┌──
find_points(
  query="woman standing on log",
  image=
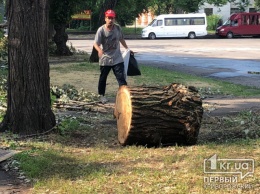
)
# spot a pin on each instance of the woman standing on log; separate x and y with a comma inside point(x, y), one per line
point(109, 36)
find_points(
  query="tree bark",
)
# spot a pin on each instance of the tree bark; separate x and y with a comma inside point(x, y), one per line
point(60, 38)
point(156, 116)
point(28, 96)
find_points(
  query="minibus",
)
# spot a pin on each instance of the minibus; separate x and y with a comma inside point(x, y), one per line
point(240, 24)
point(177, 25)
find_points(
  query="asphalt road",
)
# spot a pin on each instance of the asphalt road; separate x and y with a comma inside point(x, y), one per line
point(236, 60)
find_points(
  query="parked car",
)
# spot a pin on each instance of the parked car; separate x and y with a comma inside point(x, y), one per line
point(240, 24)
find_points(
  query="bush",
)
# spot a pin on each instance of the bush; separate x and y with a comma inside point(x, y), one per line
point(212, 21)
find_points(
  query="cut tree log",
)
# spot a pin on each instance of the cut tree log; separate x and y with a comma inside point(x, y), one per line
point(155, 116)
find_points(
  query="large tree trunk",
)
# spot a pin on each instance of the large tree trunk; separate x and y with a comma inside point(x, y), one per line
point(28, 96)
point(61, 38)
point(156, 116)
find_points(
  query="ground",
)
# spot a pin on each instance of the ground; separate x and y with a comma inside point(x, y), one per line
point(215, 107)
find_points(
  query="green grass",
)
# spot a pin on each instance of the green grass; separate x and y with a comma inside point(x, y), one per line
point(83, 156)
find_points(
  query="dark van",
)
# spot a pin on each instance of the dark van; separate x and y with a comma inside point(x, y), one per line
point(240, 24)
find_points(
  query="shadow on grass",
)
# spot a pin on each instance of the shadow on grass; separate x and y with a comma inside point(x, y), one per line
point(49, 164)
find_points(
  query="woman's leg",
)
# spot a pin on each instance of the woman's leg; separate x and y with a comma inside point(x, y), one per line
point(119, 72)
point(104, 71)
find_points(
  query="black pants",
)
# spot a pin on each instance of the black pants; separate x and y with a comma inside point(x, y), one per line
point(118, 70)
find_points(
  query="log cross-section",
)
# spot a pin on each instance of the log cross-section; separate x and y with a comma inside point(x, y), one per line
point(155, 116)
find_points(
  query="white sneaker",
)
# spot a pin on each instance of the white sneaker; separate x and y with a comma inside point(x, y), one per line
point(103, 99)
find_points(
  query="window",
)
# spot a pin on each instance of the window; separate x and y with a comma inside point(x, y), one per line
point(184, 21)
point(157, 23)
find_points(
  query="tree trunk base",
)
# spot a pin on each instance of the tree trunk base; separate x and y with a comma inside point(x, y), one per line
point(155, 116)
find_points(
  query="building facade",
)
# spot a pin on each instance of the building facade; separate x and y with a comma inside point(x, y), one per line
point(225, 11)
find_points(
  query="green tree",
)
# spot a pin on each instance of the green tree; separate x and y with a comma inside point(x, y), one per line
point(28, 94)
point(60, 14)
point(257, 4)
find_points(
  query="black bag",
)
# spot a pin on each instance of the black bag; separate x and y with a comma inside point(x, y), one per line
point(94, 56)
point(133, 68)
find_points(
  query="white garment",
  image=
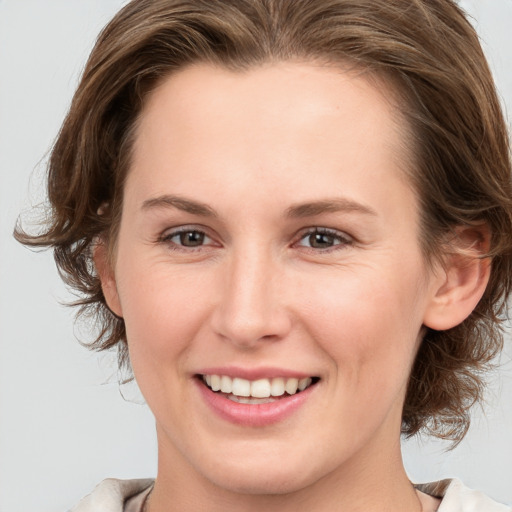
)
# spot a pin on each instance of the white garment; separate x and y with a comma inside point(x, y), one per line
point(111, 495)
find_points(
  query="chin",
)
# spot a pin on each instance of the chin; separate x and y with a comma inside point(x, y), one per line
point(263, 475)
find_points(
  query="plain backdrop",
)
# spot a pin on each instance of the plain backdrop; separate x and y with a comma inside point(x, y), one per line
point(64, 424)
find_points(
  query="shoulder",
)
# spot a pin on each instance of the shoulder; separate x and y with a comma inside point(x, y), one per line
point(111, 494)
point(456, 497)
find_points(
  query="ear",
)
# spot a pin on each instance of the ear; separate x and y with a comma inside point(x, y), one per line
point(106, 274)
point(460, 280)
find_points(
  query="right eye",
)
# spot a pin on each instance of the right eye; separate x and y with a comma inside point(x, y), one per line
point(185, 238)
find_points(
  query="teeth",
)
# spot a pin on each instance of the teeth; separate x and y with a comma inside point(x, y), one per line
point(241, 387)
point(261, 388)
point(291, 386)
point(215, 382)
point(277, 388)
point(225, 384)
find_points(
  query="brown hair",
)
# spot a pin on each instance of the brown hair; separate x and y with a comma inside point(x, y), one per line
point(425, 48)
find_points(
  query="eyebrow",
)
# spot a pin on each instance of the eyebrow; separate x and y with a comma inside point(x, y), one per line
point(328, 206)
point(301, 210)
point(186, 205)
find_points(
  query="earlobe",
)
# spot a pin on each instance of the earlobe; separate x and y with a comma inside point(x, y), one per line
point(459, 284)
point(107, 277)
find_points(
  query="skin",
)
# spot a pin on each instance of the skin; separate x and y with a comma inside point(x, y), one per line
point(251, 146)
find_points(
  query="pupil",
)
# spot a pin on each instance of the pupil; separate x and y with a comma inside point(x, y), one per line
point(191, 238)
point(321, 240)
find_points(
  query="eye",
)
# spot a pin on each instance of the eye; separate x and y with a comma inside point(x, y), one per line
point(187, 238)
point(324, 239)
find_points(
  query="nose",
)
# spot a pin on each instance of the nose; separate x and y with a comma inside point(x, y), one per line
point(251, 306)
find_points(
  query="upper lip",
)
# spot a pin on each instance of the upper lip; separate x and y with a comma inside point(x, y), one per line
└──
▶ INSTRUCTIONS FOR THE TASK: Report every line of the records that contains the word "upper".

▶ RESPONSE BELOW:
  query="upper lip",
# spot a pin on each instance of the upper lip; separate x and y with a comma inside point(x, y), one per line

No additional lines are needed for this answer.